◆ Stated exercise: Can you retype only the lines from the one with "In the photograph above, where can the truck tire" through the final line of the material, exactly as given?

(Named object pointing entries)
----------------
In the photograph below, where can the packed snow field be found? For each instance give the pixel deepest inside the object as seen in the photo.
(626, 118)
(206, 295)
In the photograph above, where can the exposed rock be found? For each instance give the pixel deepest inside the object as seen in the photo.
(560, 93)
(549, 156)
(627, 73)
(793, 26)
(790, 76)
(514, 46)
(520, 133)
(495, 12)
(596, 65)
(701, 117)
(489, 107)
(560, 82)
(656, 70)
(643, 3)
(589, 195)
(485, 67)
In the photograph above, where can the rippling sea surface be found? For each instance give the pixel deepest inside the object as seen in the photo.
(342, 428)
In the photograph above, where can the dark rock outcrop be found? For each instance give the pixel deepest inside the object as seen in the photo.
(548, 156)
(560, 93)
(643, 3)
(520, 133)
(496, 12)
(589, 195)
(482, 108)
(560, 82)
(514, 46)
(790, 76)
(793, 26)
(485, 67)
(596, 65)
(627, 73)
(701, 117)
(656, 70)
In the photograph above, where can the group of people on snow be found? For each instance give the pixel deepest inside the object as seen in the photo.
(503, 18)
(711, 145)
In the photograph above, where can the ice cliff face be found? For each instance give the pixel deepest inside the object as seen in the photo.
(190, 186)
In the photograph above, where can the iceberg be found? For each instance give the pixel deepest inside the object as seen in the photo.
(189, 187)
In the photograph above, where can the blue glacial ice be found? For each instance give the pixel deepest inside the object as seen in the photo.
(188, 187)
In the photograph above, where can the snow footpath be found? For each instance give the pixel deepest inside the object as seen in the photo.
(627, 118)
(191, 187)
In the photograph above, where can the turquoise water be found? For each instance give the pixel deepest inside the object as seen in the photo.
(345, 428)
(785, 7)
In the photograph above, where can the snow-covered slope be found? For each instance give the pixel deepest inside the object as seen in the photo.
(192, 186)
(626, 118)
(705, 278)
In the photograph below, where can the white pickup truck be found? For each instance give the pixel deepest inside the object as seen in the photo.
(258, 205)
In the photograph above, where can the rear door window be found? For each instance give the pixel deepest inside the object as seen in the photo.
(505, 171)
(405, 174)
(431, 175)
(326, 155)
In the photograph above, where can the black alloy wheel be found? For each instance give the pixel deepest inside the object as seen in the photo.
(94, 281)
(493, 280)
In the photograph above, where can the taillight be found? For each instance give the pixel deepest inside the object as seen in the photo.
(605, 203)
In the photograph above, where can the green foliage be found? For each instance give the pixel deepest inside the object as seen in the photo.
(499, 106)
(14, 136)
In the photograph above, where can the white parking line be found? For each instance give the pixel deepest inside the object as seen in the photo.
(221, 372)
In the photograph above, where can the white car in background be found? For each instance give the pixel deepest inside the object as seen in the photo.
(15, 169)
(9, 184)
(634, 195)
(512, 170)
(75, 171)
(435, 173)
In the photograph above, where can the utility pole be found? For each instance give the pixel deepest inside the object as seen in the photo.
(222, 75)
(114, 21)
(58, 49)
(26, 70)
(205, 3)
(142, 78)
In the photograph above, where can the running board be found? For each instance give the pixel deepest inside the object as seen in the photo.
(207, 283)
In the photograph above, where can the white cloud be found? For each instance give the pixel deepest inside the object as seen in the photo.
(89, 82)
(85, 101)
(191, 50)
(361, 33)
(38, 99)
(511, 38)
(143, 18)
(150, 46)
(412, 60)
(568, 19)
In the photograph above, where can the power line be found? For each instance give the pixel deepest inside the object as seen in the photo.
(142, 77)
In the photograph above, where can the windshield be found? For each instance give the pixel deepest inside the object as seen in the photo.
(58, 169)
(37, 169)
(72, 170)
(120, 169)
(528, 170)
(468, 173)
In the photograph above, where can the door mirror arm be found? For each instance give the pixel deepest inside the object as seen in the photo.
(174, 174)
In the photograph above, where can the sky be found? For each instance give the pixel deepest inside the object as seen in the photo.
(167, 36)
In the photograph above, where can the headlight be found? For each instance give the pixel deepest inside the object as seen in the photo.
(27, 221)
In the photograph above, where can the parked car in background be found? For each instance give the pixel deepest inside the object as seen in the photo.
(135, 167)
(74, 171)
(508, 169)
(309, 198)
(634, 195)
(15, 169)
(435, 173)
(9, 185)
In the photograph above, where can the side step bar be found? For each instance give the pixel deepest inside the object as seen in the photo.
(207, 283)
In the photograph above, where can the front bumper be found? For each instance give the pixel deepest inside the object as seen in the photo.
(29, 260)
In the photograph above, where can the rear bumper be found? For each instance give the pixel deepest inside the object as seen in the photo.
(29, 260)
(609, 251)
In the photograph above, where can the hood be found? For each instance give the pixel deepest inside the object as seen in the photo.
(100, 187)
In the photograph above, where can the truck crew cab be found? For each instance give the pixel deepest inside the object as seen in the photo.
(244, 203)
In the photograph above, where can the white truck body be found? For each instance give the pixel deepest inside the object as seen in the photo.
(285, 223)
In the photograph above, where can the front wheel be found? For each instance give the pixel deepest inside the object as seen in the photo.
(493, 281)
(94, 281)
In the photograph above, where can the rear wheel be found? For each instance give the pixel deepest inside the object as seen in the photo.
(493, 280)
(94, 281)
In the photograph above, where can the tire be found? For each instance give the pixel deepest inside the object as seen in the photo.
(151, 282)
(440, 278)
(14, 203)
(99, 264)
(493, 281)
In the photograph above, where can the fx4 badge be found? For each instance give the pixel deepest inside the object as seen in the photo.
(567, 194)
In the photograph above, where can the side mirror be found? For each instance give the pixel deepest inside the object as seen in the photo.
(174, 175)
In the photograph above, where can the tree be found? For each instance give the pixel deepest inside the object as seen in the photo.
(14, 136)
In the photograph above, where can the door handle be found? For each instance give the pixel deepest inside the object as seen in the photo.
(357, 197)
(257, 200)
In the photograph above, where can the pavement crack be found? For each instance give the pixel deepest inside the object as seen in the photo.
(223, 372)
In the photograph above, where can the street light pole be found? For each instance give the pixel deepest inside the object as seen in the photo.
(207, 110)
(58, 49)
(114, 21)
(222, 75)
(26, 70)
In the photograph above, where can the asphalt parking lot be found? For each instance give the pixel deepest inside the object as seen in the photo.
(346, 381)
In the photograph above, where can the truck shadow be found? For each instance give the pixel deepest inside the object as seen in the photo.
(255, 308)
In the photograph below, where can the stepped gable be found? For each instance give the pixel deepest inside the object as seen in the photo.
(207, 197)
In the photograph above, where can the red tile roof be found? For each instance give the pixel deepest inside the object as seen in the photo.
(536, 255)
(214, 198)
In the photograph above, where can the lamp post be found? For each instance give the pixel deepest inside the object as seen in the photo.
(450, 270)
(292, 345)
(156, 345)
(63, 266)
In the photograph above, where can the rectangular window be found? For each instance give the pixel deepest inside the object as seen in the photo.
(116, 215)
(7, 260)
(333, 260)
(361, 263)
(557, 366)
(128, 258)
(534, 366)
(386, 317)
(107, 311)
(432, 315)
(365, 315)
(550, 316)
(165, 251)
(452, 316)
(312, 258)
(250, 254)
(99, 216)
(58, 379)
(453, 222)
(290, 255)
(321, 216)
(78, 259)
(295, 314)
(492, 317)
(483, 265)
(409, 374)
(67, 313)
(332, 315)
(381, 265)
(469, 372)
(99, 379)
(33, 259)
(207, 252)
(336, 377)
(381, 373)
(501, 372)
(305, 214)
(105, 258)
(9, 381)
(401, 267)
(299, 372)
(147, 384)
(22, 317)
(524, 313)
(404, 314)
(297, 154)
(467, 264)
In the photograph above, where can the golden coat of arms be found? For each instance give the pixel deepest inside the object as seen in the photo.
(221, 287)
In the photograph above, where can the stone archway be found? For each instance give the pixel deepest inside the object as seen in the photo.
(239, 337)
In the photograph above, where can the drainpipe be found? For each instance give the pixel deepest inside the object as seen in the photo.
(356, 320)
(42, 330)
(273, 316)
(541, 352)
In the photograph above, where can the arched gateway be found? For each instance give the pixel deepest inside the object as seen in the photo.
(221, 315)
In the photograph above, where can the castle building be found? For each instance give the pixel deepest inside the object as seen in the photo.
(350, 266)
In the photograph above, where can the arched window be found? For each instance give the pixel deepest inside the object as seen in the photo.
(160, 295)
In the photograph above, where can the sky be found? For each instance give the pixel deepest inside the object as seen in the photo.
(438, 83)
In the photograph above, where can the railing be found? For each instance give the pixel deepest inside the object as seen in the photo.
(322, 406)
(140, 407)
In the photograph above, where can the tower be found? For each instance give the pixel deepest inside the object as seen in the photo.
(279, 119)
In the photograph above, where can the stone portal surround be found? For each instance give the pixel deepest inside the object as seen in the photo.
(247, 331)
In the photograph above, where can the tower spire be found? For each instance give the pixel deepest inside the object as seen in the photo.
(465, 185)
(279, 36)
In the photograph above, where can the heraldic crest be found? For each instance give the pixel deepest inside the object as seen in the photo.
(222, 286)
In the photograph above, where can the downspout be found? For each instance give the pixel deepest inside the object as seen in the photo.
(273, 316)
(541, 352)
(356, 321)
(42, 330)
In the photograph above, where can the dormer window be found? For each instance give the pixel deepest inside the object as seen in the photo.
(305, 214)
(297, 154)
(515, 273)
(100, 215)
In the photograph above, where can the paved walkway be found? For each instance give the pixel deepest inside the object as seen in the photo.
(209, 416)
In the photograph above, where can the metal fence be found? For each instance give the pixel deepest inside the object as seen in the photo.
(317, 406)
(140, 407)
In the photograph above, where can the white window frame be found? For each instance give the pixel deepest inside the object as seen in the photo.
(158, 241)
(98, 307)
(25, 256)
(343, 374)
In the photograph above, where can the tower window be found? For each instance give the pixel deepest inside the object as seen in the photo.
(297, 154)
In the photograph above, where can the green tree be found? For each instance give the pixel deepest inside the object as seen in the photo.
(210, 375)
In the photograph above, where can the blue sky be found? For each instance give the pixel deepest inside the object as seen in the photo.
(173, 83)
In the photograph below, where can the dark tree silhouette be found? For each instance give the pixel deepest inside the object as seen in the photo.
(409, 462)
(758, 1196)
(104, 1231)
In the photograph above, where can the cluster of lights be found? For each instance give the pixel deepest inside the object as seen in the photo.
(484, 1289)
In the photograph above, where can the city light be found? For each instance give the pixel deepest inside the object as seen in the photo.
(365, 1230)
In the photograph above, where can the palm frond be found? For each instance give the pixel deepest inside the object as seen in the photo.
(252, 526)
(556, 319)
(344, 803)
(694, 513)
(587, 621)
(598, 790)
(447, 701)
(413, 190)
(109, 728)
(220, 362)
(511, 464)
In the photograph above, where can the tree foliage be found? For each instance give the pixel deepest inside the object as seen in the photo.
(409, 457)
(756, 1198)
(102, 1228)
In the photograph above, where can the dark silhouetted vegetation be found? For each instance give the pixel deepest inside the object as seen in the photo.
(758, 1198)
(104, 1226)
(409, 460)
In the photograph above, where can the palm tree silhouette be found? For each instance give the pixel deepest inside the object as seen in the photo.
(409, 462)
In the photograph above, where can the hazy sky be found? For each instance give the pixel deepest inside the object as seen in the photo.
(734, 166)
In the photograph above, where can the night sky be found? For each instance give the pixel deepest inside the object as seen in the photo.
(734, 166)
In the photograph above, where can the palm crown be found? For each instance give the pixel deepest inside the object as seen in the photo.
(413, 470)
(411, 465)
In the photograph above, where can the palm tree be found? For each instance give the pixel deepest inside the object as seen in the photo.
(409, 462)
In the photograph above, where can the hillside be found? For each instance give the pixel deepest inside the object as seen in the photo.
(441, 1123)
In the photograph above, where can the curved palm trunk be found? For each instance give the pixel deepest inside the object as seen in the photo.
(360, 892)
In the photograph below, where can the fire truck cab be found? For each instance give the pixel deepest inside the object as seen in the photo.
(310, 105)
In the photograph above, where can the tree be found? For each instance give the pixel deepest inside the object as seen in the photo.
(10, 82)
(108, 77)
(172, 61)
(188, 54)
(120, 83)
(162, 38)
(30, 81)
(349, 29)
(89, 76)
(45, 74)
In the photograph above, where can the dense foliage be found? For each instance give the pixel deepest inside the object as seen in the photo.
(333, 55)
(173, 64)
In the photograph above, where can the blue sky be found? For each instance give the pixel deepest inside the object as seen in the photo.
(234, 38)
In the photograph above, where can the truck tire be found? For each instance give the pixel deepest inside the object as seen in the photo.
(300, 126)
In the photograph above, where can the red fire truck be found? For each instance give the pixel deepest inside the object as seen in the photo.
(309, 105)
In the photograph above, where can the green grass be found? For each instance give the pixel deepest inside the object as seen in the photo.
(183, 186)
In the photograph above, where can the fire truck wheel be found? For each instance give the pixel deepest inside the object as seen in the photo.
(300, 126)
----------------
◆ Complete output:
In the photograph above, where can the truck tire be found? For each instance give the pixel deepest inside the object as seen in the photo.
(300, 126)
In the photograph above, where can the red fire truck be found? For each instance give the pixel deepest inside the object as seen in the photo.
(309, 105)
In the photograph above, where can the green grass be found? For each instance give the pixel deepest inside the object as seen in the photo.
(183, 186)
In the photograph above, where can the fire truck wheel be found? For each instance give the pixel deepest inside the object as seen in the photo.
(300, 126)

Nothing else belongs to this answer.